• _To be done_
Copy out everything in the records below, from the very start down to the line containing "122L23 120L20 127L16", including that line, and leave the pictures out of your copy.

======== Data supplied

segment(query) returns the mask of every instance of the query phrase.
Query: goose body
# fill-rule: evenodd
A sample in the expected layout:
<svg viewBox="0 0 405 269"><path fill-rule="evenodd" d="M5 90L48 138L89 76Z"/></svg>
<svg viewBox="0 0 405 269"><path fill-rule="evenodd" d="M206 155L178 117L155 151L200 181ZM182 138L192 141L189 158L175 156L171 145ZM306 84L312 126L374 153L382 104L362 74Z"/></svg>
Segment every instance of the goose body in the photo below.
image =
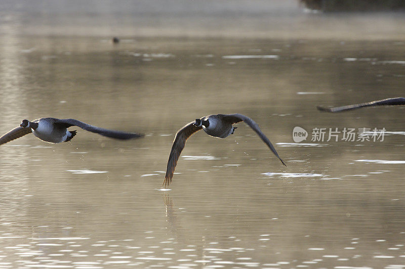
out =
<svg viewBox="0 0 405 269"><path fill-rule="evenodd" d="M32 122L23 120L20 127L16 127L0 137L0 145L31 132L36 137L45 142L54 143L67 142L76 135L76 131L68 131L67 128L71 126L77 126L89 132L117 139L129 139L143 135L136 133L101 128L74 119L42 118Z"/></svg>
<svg viewBox="0 0 405 269"><path fill-rule="evenodd" d="M235 129L237 128L234 127L233 125L242 121L256 132L274 155L280 159L281 163L287 166L278 156L270 140L259 128L259 125L252 119L239 114L212 115L197 119L194 121L185 125L177 131L168 161L166 174L163 182L165 186L169 186L172 182L180 153L185 146L187 139L194 133L202 129L208 135L219 138L225 138L232 134Z"/></svg>
<svg viewBox="0 0 405 269"><path fill-rule="evenodd" d="M343 106L337 106L336 107L324 107L320 105L317 105L316 108L320 111L326 112L341 112L342 111L347 111L366 106L376 106L378 105L398 105L405 104L405 98L396 97L388 98L382 100L377 100L377 101L372 101L366 103L356 103L355 104L349 104L349 105L343 105Z"/></svg>

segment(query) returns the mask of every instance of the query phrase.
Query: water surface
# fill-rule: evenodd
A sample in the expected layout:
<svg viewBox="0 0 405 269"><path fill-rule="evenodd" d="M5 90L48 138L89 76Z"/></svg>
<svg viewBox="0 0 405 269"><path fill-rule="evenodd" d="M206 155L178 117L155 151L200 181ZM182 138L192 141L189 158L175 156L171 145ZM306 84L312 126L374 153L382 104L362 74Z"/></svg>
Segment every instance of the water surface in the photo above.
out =
<svg viewBox="0 0 405 269"><path fill-rule="evenodd" d="M1 146L0 268L405 267L404 107L315 108L403 96L401 41L6 36L2 133L54 117L146 135ZM194 134L161 190L177 130L233 113L288 167L239 124ZM311 141L316 128L387 132Z"/></svg>

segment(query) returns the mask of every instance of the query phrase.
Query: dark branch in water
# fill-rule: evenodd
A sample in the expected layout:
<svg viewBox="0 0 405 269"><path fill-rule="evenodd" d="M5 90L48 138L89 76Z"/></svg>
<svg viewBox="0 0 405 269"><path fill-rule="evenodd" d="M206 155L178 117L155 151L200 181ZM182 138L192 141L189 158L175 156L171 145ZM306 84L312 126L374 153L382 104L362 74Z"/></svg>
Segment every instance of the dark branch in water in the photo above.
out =
<svg viewBox="0 0 405 269"><path fill-rule="evenodd" d="M403 0L300 0L307 8L324 12L405 10Z"/></svg>

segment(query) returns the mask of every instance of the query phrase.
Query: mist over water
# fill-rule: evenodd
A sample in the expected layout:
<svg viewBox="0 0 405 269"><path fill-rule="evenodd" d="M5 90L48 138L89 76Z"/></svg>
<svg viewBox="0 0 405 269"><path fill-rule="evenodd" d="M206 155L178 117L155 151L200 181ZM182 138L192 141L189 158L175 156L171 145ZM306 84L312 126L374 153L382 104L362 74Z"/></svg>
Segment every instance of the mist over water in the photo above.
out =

================

• _Solution to this exercise_
segment(query) returns the mask of every instance of the query phrase.
Query: goose body
# fill-rule: evenodd
A sample in the expected layout:
<svg viewBox="0 0 405 269"><path fill-rule="evenodd" d="M5 90L48 138L89 76Z"/></svg>
<svg viewBox="0 0 405 269"><path fill-rule="evenodd" d="M206 155L178 117L155 151L200 181ZM182 138L192 141L189 158L175 156L171 145ZM306 84L312 126L374 153L382 104L362 74Z"/></svg>
Segment every instance of the goose body in the photo below.
image =
out =
<svg viewBox="0 0 405 269"><path fill-rule="evenodd" d="M32 122L23 120L20 127L16 127L0 137L0 145L31 132L36 137L45 142L54 143L67 142L76 135L76 131L68 131L67 128L71 126L77 126L89 132L117 139L129 139L143 135L136 133L101 128L74 119L42 118Z"/></svg>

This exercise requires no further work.